- **Material**:

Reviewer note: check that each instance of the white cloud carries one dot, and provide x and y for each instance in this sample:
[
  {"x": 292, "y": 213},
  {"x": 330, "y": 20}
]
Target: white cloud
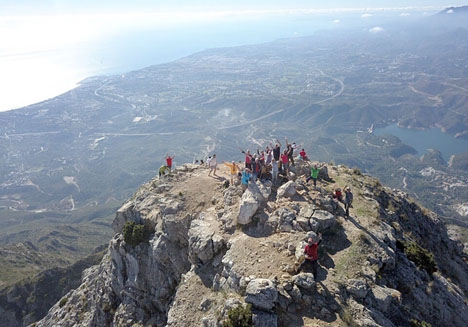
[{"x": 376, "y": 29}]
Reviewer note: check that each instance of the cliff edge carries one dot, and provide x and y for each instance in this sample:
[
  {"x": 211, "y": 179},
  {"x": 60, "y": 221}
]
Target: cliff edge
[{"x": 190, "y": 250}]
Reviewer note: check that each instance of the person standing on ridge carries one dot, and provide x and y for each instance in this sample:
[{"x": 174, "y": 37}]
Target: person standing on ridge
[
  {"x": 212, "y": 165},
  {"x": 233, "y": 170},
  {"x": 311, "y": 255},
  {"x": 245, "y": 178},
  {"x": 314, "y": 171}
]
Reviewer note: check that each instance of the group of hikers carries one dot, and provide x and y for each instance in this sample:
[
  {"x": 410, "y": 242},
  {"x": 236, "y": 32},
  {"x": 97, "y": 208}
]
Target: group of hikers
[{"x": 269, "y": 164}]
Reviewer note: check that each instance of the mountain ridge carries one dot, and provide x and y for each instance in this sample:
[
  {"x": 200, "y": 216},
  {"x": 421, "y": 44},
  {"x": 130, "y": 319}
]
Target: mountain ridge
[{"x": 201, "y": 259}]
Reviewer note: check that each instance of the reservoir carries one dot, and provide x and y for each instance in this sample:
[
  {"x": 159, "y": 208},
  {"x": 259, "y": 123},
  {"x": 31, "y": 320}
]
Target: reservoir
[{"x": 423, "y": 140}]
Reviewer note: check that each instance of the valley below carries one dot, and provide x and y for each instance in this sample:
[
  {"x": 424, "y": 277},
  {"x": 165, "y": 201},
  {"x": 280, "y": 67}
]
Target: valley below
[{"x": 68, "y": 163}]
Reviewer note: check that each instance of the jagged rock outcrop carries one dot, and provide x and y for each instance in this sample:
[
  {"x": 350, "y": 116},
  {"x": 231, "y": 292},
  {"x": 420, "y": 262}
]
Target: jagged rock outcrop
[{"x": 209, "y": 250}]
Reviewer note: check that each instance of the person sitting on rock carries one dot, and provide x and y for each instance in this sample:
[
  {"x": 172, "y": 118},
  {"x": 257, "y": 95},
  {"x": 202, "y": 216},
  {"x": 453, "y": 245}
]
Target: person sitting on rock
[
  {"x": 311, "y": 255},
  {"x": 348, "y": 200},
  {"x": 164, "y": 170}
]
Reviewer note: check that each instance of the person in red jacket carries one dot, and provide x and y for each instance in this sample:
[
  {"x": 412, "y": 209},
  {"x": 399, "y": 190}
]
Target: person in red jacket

- **Short exercise**:
Rewrite all the items above, substituting "Label" for every occurrence of "Target" and keeping everything else unchanged. Leave the pictures out.

- **Written answer**:
Reviewer note: check that each instance of the white cloud carries one dot, and provide x and y for each instance in this sample:
[
  {"x": 292, "y": 213},
  {"x": 330, "y": 20}
]
Label: white cloud
[{"x": 376, "y": 29}]
Reviewer note: check that each instance of the cliff edge carries one dot, and provide x and y for each instance in this sample:
[
  {"x": 211, "y": 179},
  {"x": 60, "y": 221}
]
Label: cliff edge
[{"x": 190, "y": 250}]
Reviewer note: check that each instance of the person standing on ridge carries one dot, and provide x and y for each instance in this sample:
[{"x": 174, "y": 37}]
Label: person standing on ridge
[
  {"x": 212, "y": 165},
  {"x": 233, "y": 170},
  {"x": 311, "y": 255},
  {"x": 245, "y": 178},
  {"x": 314, "y": 171}
]
Reviewer note: check that each instance of the group of hikers carries one dot, and provide x and y for each instance in this sample:
[
  {"x": 410, "y": 242},
  {"x": 236, "y": 32},
  {"x": 97, "y": 208}
]
Label: group of hikers
[{"x": 269, "y": 164}]
Reviewer note: check that each instance of the mountain ridge carries one dot, and provide x and y for each instance in this sample:
[
  {"x": 200, "y": 216},
  {"x": 421, "y": 44},
  {"x": 130, "y": 319}
]
Label: mountain ridge
[{"x": 201, "y": 259}]
Reviewer note: check that each instance of the reservoir carries one dot, and provide x and y for each instance in this sample:
[
  {"x": 159, "y": 208},
  {"x": 259, "y": 123},
  {"x": 31, "y": 320}
]
Label: reservoir
[{"x": 423, "y": 140}]
Reviewer note: check that each instance of the valley below carries one dot, and provide x and y for each instance in this sample:
[
  {"x": 424, "y": 277},
  {"x": 165, "y": 201},
  {"x": 280, "y": 67}
]
Label: valley below
[{"x": 68, "y": 163}]
Reviewer note: check that each instance of the jagged rock outcrop carries one dot, and provide x and y for each instance in this sample:
[
  {"x": 350, "y": 116},
  {"x": 231, "y": 292},
  {"x": 420, "y": 262}
]
Label: jagged rock outcrop
[{"x": 209, "y": 250}]
Reviewer note: check that each instance of the person sitting on rock carries one dot, and provide x and y for each instance in this sample:
[
  {"x": 172, "y": 118},
  {"x": 257, "y": 95},
  {"x": 202, "y": 216},
  {"x": 453, "y": 245}
]
Label: person sitting on rock
[
  {"x": 311, "y": 255},
  {"x": 348, "y": 200},
  {"x": 164, "y": 170}
]
Reviewer note: check that each instance of the person in red jacket carries one dot, and provide x and y for each instance in this sample:
[
  {"x": 412, "y": 209},
  {"x": 399, "y": 190}
]
Label: person in red jacket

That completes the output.